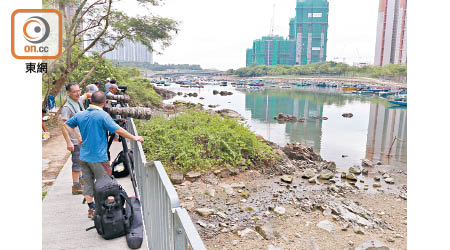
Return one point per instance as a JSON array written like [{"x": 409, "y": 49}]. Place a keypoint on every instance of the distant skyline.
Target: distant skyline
[{"x": 216, "y": 34}]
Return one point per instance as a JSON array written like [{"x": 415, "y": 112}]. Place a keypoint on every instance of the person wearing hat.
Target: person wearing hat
[
  {"x": 112, "y": 90},
  {"x": 108, "y": 84},
  {"x": 91, "y": 88}
]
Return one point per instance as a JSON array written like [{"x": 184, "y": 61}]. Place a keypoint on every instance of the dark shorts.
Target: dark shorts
[
  {"x": 76, "y": 159},
  {"x": 92, "y": 172}
]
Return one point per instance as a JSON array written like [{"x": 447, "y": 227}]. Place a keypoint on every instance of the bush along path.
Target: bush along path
[{"x": 247, "y": 193}]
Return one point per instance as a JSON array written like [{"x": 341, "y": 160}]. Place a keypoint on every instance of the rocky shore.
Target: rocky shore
[{"x": 300, "y": 202}]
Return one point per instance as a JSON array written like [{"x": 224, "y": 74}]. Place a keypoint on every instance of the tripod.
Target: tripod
[{"x": 128, "y": 162}]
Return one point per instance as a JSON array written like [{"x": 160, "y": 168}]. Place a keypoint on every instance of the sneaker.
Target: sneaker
[
  {"x": 77, "y": 190},
  {"x": 91, "y": 213}
]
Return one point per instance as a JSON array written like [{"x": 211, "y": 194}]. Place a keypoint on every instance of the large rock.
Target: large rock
[
  {"x": 192, "y": 176},
  {"x": 228, "y": 113},
  {"x": 225, "y": 93},
  {"x": 176, "y": 177},
  {"x": 164, "y": 93},
  {"x": 297, "y": 151},
  {"x": 326, "y": 225},
  {"x": 211, "y": 192},
  {"x": 353, "y": 213},
  {"x": 330, "y": 165},
  {"x": 367, "y": 163},
  {"x": 266, "y": 231},
  {"x": 287, "y": 178},
  {"x": 238, "y": 185},
  {"x": 389, "y": 180},
  {"x": 272, "y": 247},
  {"x": 372, "y": 244},
  {"x": 223, "y": 173},
  {"x": 308, "y": 174},
  {"x": 326, "y": 175},
  {"x": 250, "y": 234},
  {"x": 205, "y": 212},
  {"x": 351, "y": 176},
  {"x": 355, "y": 169},
  {"x": 227, "y": 188},
  {"x": 285, "y": 118},
  {"x": 279, "y": 210}
]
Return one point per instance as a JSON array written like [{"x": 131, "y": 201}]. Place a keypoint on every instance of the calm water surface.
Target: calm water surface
[{"x": 368, "y": 134}]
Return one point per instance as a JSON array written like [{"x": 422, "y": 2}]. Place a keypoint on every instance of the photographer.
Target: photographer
[
  {"x": 73, "y": 105},
  {"x": 91, "y": 88},
  {"x": 94, "y": 124},
  {"x": 112, "y": 90}
]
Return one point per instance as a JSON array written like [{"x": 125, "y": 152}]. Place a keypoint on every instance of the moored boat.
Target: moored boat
[{"x": 401, "y": 103}]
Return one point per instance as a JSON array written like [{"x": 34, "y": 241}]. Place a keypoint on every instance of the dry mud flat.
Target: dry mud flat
[{"x": 255, "y": 210}]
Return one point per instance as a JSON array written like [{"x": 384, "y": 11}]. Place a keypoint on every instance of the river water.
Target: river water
[{"x": 369, "y": 134}]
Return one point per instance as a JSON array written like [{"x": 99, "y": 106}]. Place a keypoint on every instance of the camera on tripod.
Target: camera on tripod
[{"x": 117, "y": 106}]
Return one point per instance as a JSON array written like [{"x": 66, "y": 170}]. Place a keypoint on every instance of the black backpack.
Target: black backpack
[
  {"x": 111, "y": 219},
  {"x": 116, "y": 172}
]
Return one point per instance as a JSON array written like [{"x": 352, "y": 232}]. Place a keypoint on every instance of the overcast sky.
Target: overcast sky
[{"x": 215, "y": 34}]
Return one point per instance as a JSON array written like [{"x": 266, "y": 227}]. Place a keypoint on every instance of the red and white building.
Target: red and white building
[{"x": 391, "y": 33}]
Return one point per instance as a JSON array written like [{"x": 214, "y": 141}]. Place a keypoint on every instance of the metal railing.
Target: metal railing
[{"x": 167, "y": 225}]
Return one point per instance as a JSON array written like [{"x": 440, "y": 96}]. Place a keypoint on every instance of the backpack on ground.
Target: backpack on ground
[
  {"x": 111, "y": 218},
  {"x": 136, "y": 232},
  {"x": 119, "y": 166}
]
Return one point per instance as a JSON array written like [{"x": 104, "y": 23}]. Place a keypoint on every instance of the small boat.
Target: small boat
[
  {"x": 397, "y": 107},
  {"x": 401, "y": 103}
]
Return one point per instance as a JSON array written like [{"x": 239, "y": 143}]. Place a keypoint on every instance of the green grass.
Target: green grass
[
  {"x": 200, "y": 141},
  {"x": 141, "y": 92}
]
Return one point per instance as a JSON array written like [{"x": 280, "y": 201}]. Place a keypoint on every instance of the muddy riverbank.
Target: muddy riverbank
[{"x": 303, "y": 204}]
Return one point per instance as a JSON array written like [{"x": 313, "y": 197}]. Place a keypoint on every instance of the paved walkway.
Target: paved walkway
[{"x": 64, "y": 217}]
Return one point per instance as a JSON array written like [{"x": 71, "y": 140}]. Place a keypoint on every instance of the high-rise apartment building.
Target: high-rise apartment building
[
  {"x": 391, "y": 33},
  {"x": 271, "y": 50},
  {"x": 307, "y": 41},
  {"x": 129, "y": 51},
  {"x": 309, "y": 30}
]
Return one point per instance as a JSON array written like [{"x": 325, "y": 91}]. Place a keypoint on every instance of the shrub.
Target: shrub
[
  {"x": 141, "y": 92},
  {"x": 201, "y": 141}
]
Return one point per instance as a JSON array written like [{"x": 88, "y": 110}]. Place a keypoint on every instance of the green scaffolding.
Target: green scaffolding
[{"x": 311, "y": 22}]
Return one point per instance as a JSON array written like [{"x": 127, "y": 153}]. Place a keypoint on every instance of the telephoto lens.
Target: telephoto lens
[
  {"x": 119, "y": 98},
  {"x": 132, "y": 112}
]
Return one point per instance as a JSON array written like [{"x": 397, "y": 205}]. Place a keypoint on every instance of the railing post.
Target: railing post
[
  {"x": 167, "y": 226},
  {"x": 179, "y": 234}
]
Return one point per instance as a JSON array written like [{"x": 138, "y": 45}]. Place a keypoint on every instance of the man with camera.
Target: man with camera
[
  {"x": 94, "y": 123},
  {"x": 73, "y": 105}
]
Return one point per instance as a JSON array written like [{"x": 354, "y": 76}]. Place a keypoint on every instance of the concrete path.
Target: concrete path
[{"x": 64, "y": 217}]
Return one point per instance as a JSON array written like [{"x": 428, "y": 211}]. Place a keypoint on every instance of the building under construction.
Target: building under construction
[
  {"x": 271, "y": 50},
  {"x": 391, "y": 33},
  {"x": 307, "y": 41}
]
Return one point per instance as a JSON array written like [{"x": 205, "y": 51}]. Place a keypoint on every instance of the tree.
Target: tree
[{"x": 98, "y": 23}]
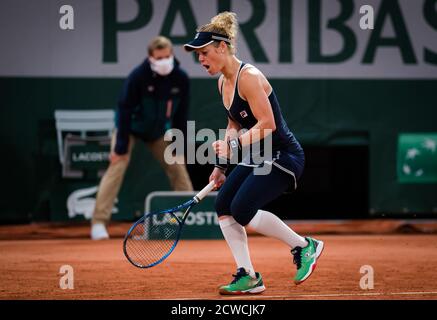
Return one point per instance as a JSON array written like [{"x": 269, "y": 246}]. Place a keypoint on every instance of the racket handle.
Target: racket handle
[{"x": 205, "y": 191}]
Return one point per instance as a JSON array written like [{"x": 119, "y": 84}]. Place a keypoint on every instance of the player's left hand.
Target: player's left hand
[{"x": 221, "y": 148}]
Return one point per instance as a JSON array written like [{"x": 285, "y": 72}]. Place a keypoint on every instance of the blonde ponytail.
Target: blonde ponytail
[{"x": 224, "y": 23}]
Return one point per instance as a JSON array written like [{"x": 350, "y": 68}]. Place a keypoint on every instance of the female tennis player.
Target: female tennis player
[{"x": 251, "y": 104}]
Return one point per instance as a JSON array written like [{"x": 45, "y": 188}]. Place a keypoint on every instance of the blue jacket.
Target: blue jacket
[{"x": 149, "y": 104}]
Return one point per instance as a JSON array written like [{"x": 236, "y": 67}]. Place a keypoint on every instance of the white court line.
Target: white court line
[{"x": 324, "y": 295}]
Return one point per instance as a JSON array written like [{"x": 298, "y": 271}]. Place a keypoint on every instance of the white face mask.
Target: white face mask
[{"x": 162, "y": 67}]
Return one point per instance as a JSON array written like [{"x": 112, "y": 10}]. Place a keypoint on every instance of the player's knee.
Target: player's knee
[
  {"x": 222, "y": 205},
  {"x": 242, "y": 212}
]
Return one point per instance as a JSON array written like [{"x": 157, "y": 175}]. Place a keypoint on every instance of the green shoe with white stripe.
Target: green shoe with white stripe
[
  {"x": 305, "y": 259},
  {"x": 243, "y": 283}
]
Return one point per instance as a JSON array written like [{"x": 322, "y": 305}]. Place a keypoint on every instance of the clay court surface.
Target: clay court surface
[{"x": 404, "y": 268}]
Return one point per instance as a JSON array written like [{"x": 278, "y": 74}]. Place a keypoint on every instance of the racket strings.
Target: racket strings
[{"x": 152, "y": 239}]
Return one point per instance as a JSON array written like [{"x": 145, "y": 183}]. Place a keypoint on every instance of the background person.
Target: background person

YOUR INSTRUCTIONS
Return the lines beginning at the one that contains "player's left hand." and continuing through the last line of the data, exactly as they stand and without any others.

TASK RESPONSE
Return one point per instance as a JSON array written like [{"x": 119, "y": 84}]. Place a keypoint on every instance of the player's left hand.
Target: player's left hand
[{"x": 221, "y": 148}]
Return one point per instance as a JSON array written like [{"x": 285, "y": 72}]. Place a keypoint on every instance of the blonde ponytail.
Target: blonde ponytail
[{"x": 224, "y": 23}]
Return one point per instance as a JSON array written like [{"x": 350, "y": 68}]. Place a keypoint on every instance of the female tennis player.
Target: female tennis player
[{"x": 251, "y": 104}]
Return one point per instance as a JSON array written like [{"x": 45, "y": 188}]. Place a keypoint on every instance of the blue jacket.
Target: blue jacket
[{"x": 149, "y": 104}]
Return one point per instance as a JSON array written like [{"x": 236, "y": 67}]. Place a keypoint on every instance of the white court line.
Target: white court line
[{"x": 324, "y": 295}]
Return one point per instance as a JSON array written like [{"x": 298, "y": 271}]. Place a keypoint on every instance of the white face mask.
Target: white face mask
[{"x": 162, "y": 67}]
Return one point per instance as a JSON array written like [{"x": 112, "y": 10}]. Place a keypoint on every instance of the player's knee.
Target: player's knee
[
  {"x": 222, "y": 205},
  {"x": 242, "y": 212}
]
Return one point per instance as a JSON array written like [{"x": 157, "y": 175}]. Place a keypoint on every instance of the green shoe with white stripe.
Target: green shoe with white stripe
[
  {"x": 305, "y": 259},
  {"x": 243, "y": 283}
]
Return one point per instance as a JSON array written like [{"x": 322, "y": 305}]. Place a keypoint on every instance of the clay court surface.
Target: clay court surface
[{"x": 404, "y": 268}]
Return one point per instance as a JSON array written like [{"x": 278, "y": 74}]. Place a keypoint on every instance of the racket strings.
Target: racket strings
[{"x": 152, "y": 239}]
Return one point per instance as a JSON array written like [{"x": 145, "y": 183}]. Place a keypoint on every instance of the background person.
Target: background person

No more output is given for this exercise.